*Exercise description*. Please render each line of the listing below as a string in a JSON list, one string per line, leaving out blank lines.
▽
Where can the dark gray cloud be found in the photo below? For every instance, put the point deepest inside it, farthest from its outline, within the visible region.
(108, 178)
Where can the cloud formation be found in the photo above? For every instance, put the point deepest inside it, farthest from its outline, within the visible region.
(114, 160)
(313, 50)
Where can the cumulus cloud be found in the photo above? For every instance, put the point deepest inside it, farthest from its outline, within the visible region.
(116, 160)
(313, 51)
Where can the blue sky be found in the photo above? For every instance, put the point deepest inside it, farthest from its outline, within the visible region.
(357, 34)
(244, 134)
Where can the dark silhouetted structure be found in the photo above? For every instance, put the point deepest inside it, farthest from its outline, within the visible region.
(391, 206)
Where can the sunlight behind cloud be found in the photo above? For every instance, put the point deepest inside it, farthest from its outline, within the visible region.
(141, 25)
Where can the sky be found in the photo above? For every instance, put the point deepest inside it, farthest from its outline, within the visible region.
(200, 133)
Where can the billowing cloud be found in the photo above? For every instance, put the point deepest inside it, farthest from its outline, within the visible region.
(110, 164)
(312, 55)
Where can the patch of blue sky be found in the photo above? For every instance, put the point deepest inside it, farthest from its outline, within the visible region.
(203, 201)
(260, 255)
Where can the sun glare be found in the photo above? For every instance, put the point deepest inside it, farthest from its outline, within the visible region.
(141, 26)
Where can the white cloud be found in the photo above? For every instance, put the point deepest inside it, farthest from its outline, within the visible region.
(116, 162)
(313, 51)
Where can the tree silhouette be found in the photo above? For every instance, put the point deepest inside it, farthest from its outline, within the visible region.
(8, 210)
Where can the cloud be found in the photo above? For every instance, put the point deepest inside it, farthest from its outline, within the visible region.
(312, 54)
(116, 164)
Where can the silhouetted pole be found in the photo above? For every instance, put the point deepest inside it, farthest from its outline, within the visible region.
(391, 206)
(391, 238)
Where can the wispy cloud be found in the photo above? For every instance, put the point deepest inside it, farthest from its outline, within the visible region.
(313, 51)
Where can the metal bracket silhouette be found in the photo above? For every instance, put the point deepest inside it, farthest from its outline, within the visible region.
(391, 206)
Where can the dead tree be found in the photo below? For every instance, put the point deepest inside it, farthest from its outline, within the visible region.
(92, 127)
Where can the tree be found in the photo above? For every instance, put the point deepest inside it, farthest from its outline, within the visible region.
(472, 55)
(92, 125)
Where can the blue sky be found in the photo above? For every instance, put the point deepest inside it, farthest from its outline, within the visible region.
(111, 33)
△
*Task answer*.
[
  "Where can the dark gray cloud be found in the photo below? For every instance, put the point deepest inside it, farthest from its outline, within the visible region.",
  "(108, 178)",
  "Where can the cloud formation be found in the photo above? For every instance, put the point deepest inside it, farthest from its outline, within the visible region.",
  "(114, 160)",
  "(313, 50)",
  "Where can the cumulus cloud be found in the photo above? For every instance, put the point deepest inside it, farthest from its outline, within the visible region.",
  "(116, 160)",
  "(313, 51)",
  "Where can the blue sky be found in the photo above? For every instance, put the point deepest inside it, farthest from its outline, within the visible region.",
  "(357, 34)",
  "(244, 134)",
  "Where can the dark silhouetted structure be found in the photo above? For every instance, put the point deepest inside it, farthest from its outline, within the visible region.",
  "(391, 206)",
  "Where can the sunlight behind cloud be found in the photo above? For every instance, put the point deepest inside it, farthest from its outline, within the visible region.",
  "(141, 25)",
  "Where can the sky be found in the photo above? For every instance, put the point deepest inside it, farthest from its outline, within the visible region.",
  "(200, 133)",
  "Where can the billowing cloud be found in the photo above? For every instance, put the point deepest inside it, farthest from its outline, within the visible region.",
  "(110, 164)",
  "(312, 55)",
  "Where can the patch of blue sky be found in the photo above? For every instance, put the point deepest inside it, farthest from its outline, within the visible region.",
  "(203, 201)",
  "(260, 255)",
  "Where can the sun glare be found in the photo above? For every instance, put the point deepest inside it, farthest from its outline, within the visible region.",
  "(141, 26)",
  "Where can the white cloud be found in the photo above? For every instance, put the point deepest inside it, farthest from its outline, within the visible region.",
  "(116, 162)",
  "(313, 51)",
  "Where can the tree silhouette be found in the photo above? For every instance, put the point deepest inside it, farthest from its outline, within the visible region.",
  "(8, 210)",
  "Where can the cloud be found in the photo above? For every instance, put the point deepest inside it, farthest from its outline, within the visible region.",
  "(312, 54)",
  "(116, 164)",
  "Where can the silhouetted pole be found in the photo above? For every instance, put the point deepest inside it, farthest from its outline, within the visible region.",
  "(391, 206)",
  "(391, 238)",
  "Where can the wispy cloud be found in the photo above? For every instance, put the point deepest inside it, farthest from its outline, within the visible region.",
  "(313, 51)",
  "Where can the metal bracket silhouette be found in the photo above? For every instance, put the point deepest inside it, farthest from its outline, within the visible region.",
  "(391, 206)",
  "Where can the dead tree be found in the photo below? For every instance, put the point deepest inside it, farthest from its outline, within the visible region.",
  "(92, 127)",
  "Where can the tree be found in the photo above? For every instance, put the point deepest inside it, farthest from its outline, within the visible region.",
  "(472, 55)",
  "(92, 125)",
  "Where can the blue sky be found in the photo above? For every instance, put the point deepest inside it, farthest from its outline, within the visible region.",
  "(111, 33)"
]